Fix It” Makes the Case

Through research, VBSR HCWG has concluded that the largest roadblock to health care reform is public perception of universal care models and of health care reform as a critical issue. To this end, VBSR is working to sponsor a statewide public awareness campaign centered around screenings of the movie Fix It: Healthcare at the Tipping Point, a film produced by fellow business owner Richard Masters.

After experiencing relentless annual cost increases in health insurance premiums, Masters researched the problem himself. What he discovered deeply impacted him to the extent that he invested his own resources into producing an educational documentary. Fit Ix makes the business case for a move from an inefficient multi-payer system (what we have now), where 33 cents out of every premium dollar goes to support insurance companies, to a single-payer system. According to Masters, “Insurers comprise a completely unnecessary middleman that not only adds little if any value to our health care system, it adds enormous costs to it.”

The arguments posed by those opposed to a single payer system don’t make sense. Opposition is convinced that government agencies are more wasteful than private corporations. Perhaps that’s the case in certain industries, but our experience doesn’t bear that out when it comes to healthcare. Medicare is a good example of a single payer arrangement. Medicare spends 2% of its budget on administrative costs and covers more procedures and health-related expenses than private insurance, which spends 15-33% on administration, depending on the source. Canada employs a single payer system. One study found that Canada’s total expenditure on health care administration was 16% compared to 31% in the U.S. What we know tells us that whatever inefficiencies a single payer system might exhibit will be nothing compared to the current inefficiencies plaguing our system.

Raw data:

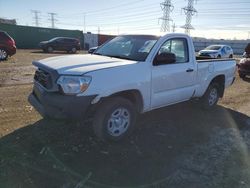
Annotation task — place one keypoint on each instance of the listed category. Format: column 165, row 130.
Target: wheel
column 211, row 96
column 73, row 50
column 50, row 49
column 242, row 75
column 114, row 119
column 3, row 54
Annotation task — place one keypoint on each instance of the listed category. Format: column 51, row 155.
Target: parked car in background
column 91, row 50
column 7, row 45
column 217, row 51
column 244, row 65
column 129, row 75
column 61, row 44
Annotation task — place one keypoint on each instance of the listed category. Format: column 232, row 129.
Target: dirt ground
column 178, row 146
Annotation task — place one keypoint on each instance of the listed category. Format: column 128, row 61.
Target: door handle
column 190, row 70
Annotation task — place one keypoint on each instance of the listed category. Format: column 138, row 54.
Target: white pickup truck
column 128, row 75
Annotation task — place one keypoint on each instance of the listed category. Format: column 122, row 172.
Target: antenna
column 190, row 11
column 167, row 8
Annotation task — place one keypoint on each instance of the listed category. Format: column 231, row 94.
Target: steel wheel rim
column 73, row 50
column 213, row 95
column 118, row 122
column 3, row 54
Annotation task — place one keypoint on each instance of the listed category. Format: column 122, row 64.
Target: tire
column 73, row 50
column 211, row 96
column 114, row 119
column 3, row 54
column 242, row 75
column 50, row 49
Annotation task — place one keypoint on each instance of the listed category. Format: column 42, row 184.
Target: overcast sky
column 215, row 19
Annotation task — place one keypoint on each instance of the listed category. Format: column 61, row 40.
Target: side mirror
column 165, row 58
column 93, row 49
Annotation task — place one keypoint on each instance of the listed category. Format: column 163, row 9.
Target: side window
column 178, row 47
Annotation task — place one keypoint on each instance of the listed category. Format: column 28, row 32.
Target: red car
column 244, row 65
column 7, row 46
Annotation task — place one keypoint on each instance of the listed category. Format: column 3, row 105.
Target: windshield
column 213, row 48
column 133, row 47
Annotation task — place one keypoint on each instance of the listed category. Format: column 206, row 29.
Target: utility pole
column 167, row 7
column 52, row 19
column 36, row 17
column 173, row 28
column 190, row 11
column 84, row 22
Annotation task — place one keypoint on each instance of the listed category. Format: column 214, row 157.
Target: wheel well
column 220, row 80
column 132, row 95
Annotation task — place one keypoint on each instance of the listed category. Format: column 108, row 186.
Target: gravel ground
column 178, row 146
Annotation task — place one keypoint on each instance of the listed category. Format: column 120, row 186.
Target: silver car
column 217, row 51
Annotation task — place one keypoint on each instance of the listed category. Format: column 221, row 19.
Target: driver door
column 173, row 83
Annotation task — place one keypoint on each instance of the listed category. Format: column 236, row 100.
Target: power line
column 167, row 8
column 190, row 11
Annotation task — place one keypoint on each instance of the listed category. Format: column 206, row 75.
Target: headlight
column 72, row 85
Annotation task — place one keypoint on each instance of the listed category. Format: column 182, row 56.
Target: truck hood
column 80, row 64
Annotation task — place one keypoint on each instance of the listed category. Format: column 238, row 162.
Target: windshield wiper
column 121, row 57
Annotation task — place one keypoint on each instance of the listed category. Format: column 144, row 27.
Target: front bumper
column 57, row 106
column 12, row 51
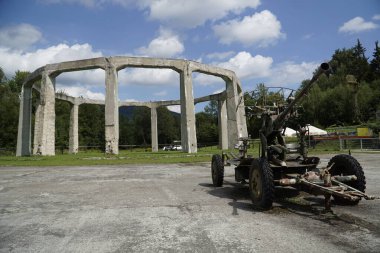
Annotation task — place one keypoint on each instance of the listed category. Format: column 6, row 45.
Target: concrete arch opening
column 232, row 106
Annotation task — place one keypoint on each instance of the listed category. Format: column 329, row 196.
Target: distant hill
column 128, row 111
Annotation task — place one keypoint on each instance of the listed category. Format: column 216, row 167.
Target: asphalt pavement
column 173, row 208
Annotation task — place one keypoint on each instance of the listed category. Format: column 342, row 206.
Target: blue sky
column 277, row 42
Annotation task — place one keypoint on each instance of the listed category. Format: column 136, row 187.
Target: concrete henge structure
column 232, row 123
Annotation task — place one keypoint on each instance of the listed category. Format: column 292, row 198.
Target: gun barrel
column 279, row 121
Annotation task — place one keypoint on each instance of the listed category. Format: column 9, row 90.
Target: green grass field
column 137, row 156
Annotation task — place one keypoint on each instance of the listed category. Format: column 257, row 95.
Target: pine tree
column 375, row 62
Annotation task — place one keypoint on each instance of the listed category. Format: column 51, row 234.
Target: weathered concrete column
column 241, row 117
column 188, row 130
column 73, row 131
column 234, row 117
column 46, row 122
column 111, row 111
column 24, row 123
column 153, row 123
column 222, row 124
column 36, row 128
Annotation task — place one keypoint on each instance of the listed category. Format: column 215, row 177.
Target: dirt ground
column 171, row 208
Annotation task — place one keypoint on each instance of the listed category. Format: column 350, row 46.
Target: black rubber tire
column 348, row 165
column 261, row 185
column 217, row 170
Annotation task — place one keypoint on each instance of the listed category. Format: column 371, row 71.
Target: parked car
column 176, row 146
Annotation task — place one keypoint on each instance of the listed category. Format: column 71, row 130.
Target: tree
column 375, row 62
column 168, row 126
column 207, row 129
column 212, row 108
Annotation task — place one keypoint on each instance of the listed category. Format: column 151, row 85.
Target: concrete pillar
column 46, row 117
column 36, row 128
column 73, row 131
column 111, row 111
column 241, row 117
column 222, row 124
column 153, row 123
column 24, row 123
column 188, row 130
column 235, row 113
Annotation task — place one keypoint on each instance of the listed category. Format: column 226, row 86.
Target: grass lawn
column 99, row 158
column 135, row 157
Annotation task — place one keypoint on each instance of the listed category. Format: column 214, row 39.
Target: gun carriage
column 281, row 164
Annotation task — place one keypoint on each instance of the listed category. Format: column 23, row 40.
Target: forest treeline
column 330, row 102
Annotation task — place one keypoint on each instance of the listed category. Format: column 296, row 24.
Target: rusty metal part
column 342, row 179
column 287, row 181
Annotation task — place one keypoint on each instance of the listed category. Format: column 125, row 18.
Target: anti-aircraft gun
column 281, row 164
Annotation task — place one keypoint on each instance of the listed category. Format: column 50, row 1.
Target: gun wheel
column 261, row 185
column 217, row 170
column 348, row 165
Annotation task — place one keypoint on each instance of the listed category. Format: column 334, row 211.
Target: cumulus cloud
column 174, row 13
column 190, row 14
column 220, row 55
column 166, row 44
column 261, row 29
column 161, row 93
column 243, row 64
column 247, row 66
column 148, row 77
column 290, row 73
column 174, row 108
column 19, row 37
column 29, row 61
column 357, row 25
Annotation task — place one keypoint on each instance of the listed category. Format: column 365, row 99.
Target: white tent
column 289, row 132
column 315, row 130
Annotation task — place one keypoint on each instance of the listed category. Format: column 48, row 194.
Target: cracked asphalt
column 173, row 208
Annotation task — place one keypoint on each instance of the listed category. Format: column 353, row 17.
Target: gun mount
column 280, row 164
column 272, row 142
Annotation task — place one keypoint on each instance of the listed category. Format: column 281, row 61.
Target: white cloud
column 82, row 78
column 289, row 73
column 165, row 45
column 29, row 61
column 174, row 13
column 81, row 91
column 357, row 25
column 247, row 66
column 243, row 64
column 161, row 93
column 185, row 13
column 261, row 29
column 204, row 79
column 147, row 76
column 218, row 91
column 19, row 37
column 220, row 55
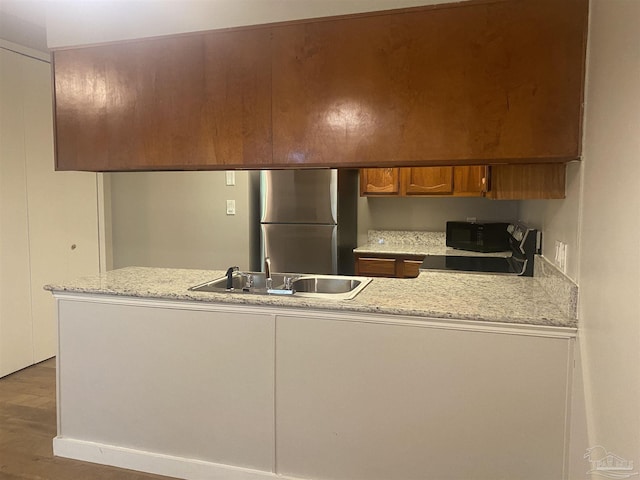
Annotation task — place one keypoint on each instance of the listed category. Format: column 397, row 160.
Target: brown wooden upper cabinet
column 424, row 181
column 479, row 83
column 186, row 102
column 471, row 83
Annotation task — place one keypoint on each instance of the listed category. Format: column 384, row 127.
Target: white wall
column 609, row 278
column 77, row 22
column 559, row 220
column 178, row 219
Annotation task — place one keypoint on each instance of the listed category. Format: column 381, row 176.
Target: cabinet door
column 186, row 102
column 447, row 83
column 379, row 181
column 379, row 401
column 470, row 181
column 427, row 181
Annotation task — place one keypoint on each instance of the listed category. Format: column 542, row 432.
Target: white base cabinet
column 358, row 400
column 197, row 390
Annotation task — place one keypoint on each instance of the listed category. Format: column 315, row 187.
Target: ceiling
column 23, row 22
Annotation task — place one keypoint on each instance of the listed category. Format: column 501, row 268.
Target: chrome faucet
column 267, row 271
column 229, row 274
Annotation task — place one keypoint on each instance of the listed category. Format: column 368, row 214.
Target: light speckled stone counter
column 487, row 298
column 405, row 242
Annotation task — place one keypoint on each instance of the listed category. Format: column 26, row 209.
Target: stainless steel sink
column 329, row 286
column 241, row 282
column 336, row 287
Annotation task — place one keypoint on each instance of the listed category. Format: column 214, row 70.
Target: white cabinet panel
column 176, row 381
column 378, row 401
column 16, row 350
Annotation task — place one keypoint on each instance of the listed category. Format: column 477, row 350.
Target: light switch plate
column 231, row 207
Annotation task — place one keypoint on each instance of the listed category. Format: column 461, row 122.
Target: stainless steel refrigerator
column 308, row 221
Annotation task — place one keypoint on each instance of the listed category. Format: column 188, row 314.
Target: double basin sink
column 336, row 287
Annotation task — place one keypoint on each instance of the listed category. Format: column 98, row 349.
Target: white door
column 63, row 218
column 15, row 302
column 48, row 220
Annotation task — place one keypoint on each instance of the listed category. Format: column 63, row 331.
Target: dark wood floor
column 27, row 428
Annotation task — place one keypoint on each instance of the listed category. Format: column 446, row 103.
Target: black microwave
column 478, row 237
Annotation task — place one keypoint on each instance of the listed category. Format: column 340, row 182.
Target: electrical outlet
column 561, row 256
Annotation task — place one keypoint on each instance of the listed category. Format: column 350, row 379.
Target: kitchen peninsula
column 402, row 382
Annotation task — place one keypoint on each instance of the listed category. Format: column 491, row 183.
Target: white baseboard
column 179, row 467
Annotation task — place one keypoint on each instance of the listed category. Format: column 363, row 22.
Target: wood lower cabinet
column 514, row 182
column 498, row 182
column 424, row 181
column 461, row 84
column 380, row 181
column 398, row 266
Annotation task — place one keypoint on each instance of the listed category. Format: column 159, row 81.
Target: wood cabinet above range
column 469, row 83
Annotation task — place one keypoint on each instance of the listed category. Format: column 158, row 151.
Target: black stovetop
column 524, row 242
column 472, row 264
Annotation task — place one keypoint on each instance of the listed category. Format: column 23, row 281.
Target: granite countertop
column 487, row 298
column 403, row 242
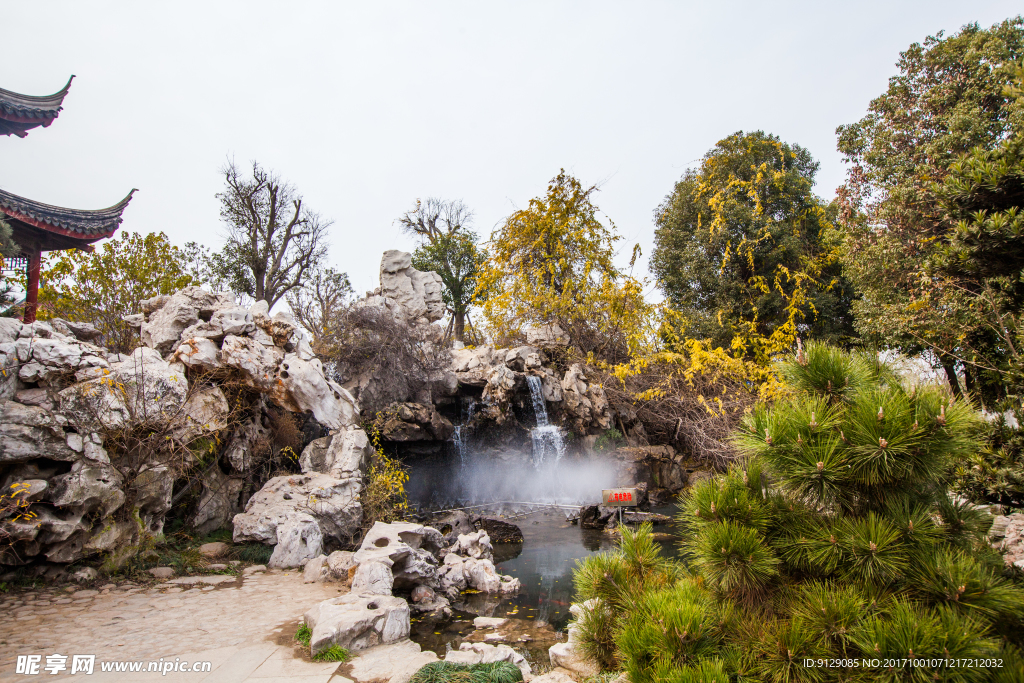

Assigned task 1:
According to the health care reform passage, what share of its budget does Medicare spend on administrative costs?
Assigned task 2:
Retype the health care reform passage starting with "Through research, VBSR" and going on through "owner Richard Masters.".
Assigned task 3:
List every figure in the health care reform passage that is written with a percent sign, and say what each one describes.

Reply 1:
2%

Reply 2:
Through research, VBSR HCWG has concluded that the largest roadblock to health care reform is public perception of universal care models and of health care reform as a critical issue. To this end, VBSR is working to sponsor a statewide public awareness campaign centered around screenings of the movie Fix It: Healthcare at the Tipping Point, a film produced by fellow business owner Richard Masters.

Reply 3:
- 2%: Medicare's spending on administrative costs
- 15-33%: private insurance's spending on administration, depending on the source
- 16%: Canada's total expenditure on health care administration
- 31%: the U.S. total expenditure on health care administration